==== MATERIALS PROVIDED

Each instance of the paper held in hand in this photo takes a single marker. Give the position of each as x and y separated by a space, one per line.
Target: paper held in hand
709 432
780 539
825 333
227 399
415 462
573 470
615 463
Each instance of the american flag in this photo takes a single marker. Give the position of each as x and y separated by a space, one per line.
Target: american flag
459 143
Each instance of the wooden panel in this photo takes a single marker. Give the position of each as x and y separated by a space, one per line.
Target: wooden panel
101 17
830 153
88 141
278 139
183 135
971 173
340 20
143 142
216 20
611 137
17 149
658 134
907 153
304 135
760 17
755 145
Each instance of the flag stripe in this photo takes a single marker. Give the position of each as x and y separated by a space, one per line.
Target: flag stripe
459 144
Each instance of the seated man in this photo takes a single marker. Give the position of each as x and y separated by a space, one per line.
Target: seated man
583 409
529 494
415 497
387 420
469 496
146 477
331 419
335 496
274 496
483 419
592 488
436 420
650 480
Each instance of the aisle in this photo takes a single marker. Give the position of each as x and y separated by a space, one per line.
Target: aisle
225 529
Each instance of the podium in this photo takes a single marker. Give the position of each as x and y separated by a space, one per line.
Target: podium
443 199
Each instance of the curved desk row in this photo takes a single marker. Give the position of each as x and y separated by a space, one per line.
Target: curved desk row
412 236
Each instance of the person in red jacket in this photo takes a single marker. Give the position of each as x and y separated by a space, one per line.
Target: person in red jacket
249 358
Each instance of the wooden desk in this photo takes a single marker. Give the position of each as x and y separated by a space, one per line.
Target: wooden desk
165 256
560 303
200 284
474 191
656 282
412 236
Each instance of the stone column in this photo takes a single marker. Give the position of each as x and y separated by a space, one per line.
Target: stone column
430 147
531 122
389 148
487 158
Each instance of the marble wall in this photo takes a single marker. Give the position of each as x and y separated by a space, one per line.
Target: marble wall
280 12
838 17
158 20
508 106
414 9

========
==== MATERIALS PROVIDED

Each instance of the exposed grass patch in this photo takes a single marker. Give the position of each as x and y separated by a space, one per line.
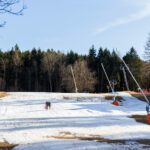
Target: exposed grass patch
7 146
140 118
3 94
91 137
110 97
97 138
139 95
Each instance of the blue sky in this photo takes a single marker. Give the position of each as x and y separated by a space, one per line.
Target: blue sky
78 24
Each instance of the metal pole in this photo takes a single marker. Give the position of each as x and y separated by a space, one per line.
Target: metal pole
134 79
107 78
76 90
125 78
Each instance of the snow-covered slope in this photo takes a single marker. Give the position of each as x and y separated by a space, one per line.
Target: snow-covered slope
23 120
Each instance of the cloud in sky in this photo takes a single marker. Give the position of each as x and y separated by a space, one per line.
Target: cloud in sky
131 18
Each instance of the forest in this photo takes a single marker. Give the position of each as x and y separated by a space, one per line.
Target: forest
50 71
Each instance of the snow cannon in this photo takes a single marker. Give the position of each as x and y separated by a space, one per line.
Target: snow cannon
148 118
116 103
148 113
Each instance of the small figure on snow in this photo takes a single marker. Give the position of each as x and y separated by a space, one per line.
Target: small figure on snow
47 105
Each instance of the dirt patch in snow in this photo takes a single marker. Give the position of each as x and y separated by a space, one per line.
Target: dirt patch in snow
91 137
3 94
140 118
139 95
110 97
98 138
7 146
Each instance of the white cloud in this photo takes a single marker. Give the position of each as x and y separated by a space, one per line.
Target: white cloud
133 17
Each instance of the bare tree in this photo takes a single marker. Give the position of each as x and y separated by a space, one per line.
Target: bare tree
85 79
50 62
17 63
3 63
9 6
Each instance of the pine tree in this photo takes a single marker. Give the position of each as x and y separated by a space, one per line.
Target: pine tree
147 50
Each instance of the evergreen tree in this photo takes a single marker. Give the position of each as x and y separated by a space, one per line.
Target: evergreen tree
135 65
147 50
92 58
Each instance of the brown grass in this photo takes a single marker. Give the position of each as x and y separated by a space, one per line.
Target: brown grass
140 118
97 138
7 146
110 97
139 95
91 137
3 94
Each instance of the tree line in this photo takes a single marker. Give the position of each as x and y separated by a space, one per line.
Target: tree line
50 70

========
==== MATERIALS PROVIDED

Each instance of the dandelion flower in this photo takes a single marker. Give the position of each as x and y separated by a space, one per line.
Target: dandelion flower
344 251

========

▸ **GOAL**
Filter the material above and copy out each line that contains the string "desk". Case counts.

▸ **EXERCISE ANSWER**
Each instance of the curved desk row in this photo takes a single marker. Give the position of each as x and y separated by a space, one per line.
Target: curved desk row
Each instance of the wooden desk in this photo takes a single marker. Give the position of each as x and y separated by a space, one per line.
Target: wooden desk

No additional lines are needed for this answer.